::: Text excerpt :::

This was assigned to me as a problem to solve and I thought I did a decent enough job to talk about it here. Essentially, the goal was to create a Simpson’s Rule for nonuniform points. To do this we looked at creating discrete points using \(x_j = ihe^{i\alpha}\): were h and $\alpha$ are both very small numbers and i is an incrementor for the number of points to be generated. This creates a nonuniform distribution as i goes from 1,2,…,n where n is the max amount of points used. This allows for a test function for our Simpson’s Rule so that we can check to see if it is working. h and $\alpha$ have to be carefully chosen as if they are too big or to small the density of points that lie within the specified region will be too little and the resulting numerical integral will not be very accurate. For our case -and what has been written in the code- we will be integrating \(I = \int_{0}^{1} e^{-x} dx\). We could do any bound that makes sense but the important aspect is that this function is very easily solvable analytically. So we can compare our analytic answer to the numerical one obtained by Simpson’s Rule.

Simpson’s Rule

I think it’s a good idea to review the method in general and how we modify it for the nonuniform case. So for the basic approximation we have:

\(\int_{a}^{b} f(x) dx \approx \frac {h}{3}(f(a)-4f(\frac{a+b}{2})+ f(b))\)

This also sometimes called the 1/3 rule as there are a few versions of the rule that are good approximations for calculating integrals. The major down side of this is that the data or what you are integrating is assumed to be uniform. Since we want to build a schema that assumes this nonuniformity, we will use some difference between the points to create the necessary numerical integration. In the code this is labeled as \(h_i = x_{i+1}-x_{i}\). We use the same quadratic interpolation that we previously used to get the 1/3 rule of the form \(f(x) = ax^2+bx+c\) but we now modify for this nonuniform h with:

\(\begin{array}{c} a = \frac{h_{i-1}f_{i+1}-(h_{i-1}+h_i)f_i+h_if_{i-1}}{h_{i-1}h_i(h_{i-1}+h_i)} \\ b = \frac{h_{i-1}^2 f_{i+1} + (h_{i}^2+h_{i-1}^2)f_i+h_i^2 f_{i-1}}{h_{i-1}h_i(h_{i-1}+h_i)} \\ c = f_i \\ \end{array}\)

These coefficients will allow for us to integrate over the region between \((x_i-1,x_i+1)\) using this polynomial interpolation. Now this only works if the number of data points are even, there is a slight modification that we preform for the odd case that can be seen in the code.

::: Supplied data :::

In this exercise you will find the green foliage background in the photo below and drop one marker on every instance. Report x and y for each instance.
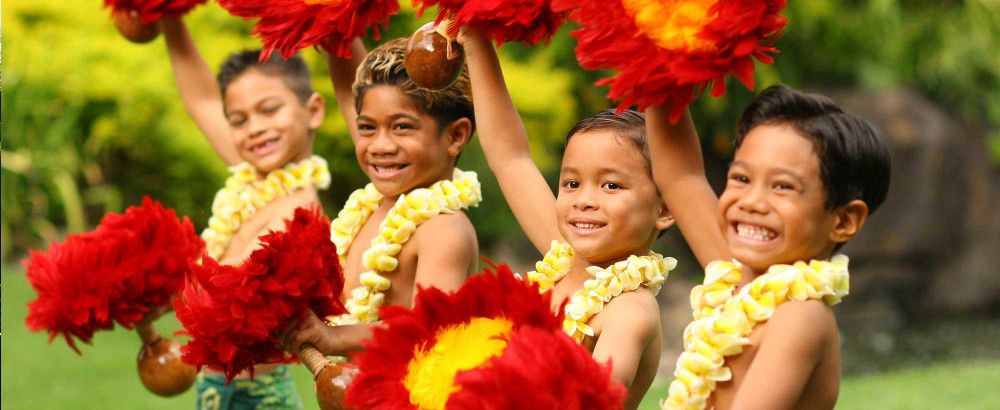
(94, 122)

:::

_Parts of the exercise_:
1 > Summarize the Simpson's Rule post in two sentences.
2 > In the Simpson's Rule post, which integral is evaluated in the code to test the method?
3 > Carry on the Simpson's Rule post from its last sentence.
The lines play no part in this.

_Results in order_:
1 > The post sets out to build a Simpson's Rule for nonuniform points, generating them with x_j = ihe^{iα} and testing the rule on the integral of e^{-x} from 0 to 1, whose analytic value can be compared with the numerical one. It reviews the basic 1/3 rule, which assumes uniform data, and then modifies the quadratic interpolation with the spacing h_i = x_{i+1} - x_i, noting that this works for an even number of points and that the odd case needs a slight modification.

2 > The integral of e^{-x} from 0 to 1.

3 >
Simpson Code

This code is adapted a little bit from Tao Pang’s An Introduction to Computational Physics. Most code for that text book is composed for Java and some C++. Over the course of using this textbook for the class, I transcribed some of the code into python to me used. Often times I used Numpy and Matplotlib as compliments to base Python and Numpy especially is useful in for scientific purposes.

def simpson(x,y):
    n = len(y)-1
    h = np.zeros(n)
    for i in range(n):
        h[i] = x[i+1]-x[i]
        if h[i] == 0:
            np.delete(h,i, axis=1)
            del y[i]
    n = len(h)-1
    s = 0
    for i in range(1,n,2):
        a = h[i]*h[i]
        b = h[i]*h[i-1]
        c = h[i-1]*h[i-1]
        d = h[i] + h[i-1]
        alpha = (2*a+b-c)/h[i]
        beta  = d*d*d/b
        gamma = (-a+b+2*c)/h[i-1]
        s += alpha*y[i+1]+beta*y[i]+gamma*y[i-1]

    if ((n+1)%2 == 0):
        alpha = h[n-1]*(3-h[n-1]/(h[n-1]+h[n-2]))
        beta = h[n-1]*(3+h[n-1]/h[n-2])
        gamma = -h[n-1]*h[n-1]*h[n-1]/(h[n-2]*(h[n-1]+h[n-2]))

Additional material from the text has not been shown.